Metin Parçası
------------------------------------------------

-
şıraya bir şiir bırakalım
belki her sabah bir şiir yazan bir şiir bırakan olur...
güzel
güzel
ölüm daha kolaydır sevmekten
der ya aragon
anla ki ölüme benzer seni sevmek
sözcükler ki alevdir
ve karadır şairlerin hayatları
hem nice şiirlerde nice aşklarda
tarar saçımızı ölüm.
aşk ki bazan solgun bir ilçedir
sürdürür derinliğini
neden "en çok" acı ustası şairlerdir
en çok taşırlar çünkü aşkları.
ben ki yatağımdan tedirgin bir suyum
besbelli ki aşka ve ölüme çalışıyorum.
ilhan berk -
ben acıyım. yani senin hazan düşen yüzün. umarsız
boyun bazan. bazan ağzın, gölgeli gözlerin
yani çocukluğun. bursa'da bir sokak yani
(bursa'yı hiç görmemişim gibi gelir bana)

------------------------------------------------

Kaynak Malzeme
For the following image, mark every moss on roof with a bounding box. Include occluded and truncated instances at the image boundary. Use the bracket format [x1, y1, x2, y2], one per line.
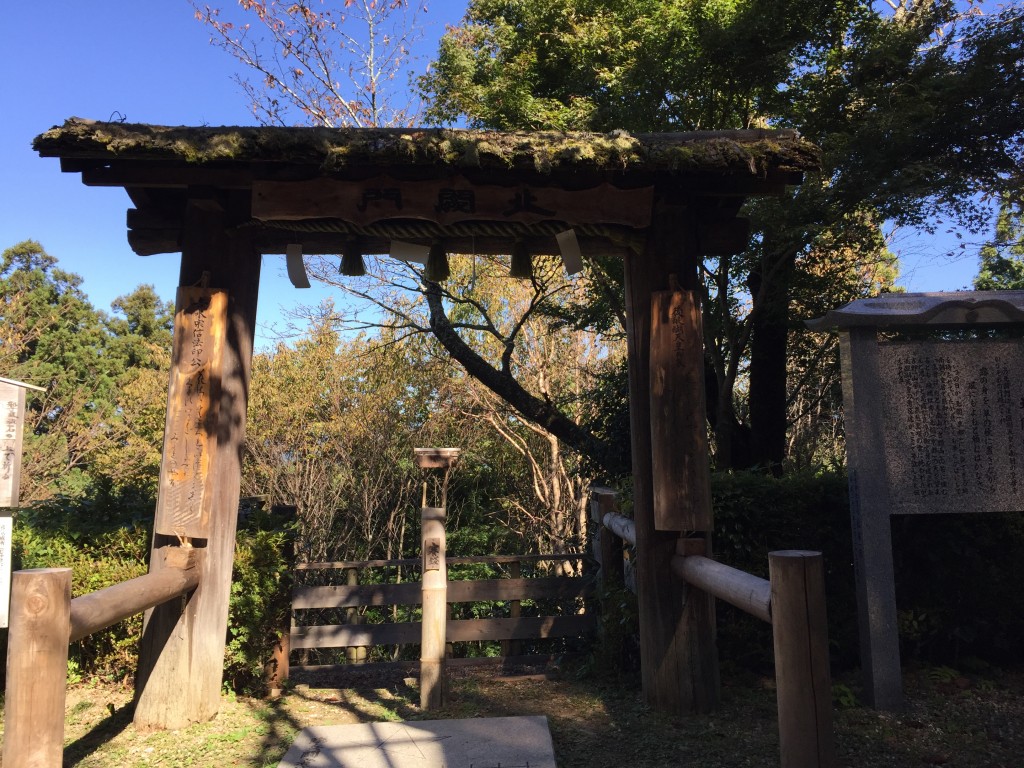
[33, 118, 819, 176]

------------------------------------------------

Metin, acının en çok ustasının neden şairler olduğunu söylüyor? Bir iki cümleyle açıklayın.

Metne göre şairler aşkları en çok taşıyan kişilerdir. Bu yüzden acının da en çok ustası onlardır.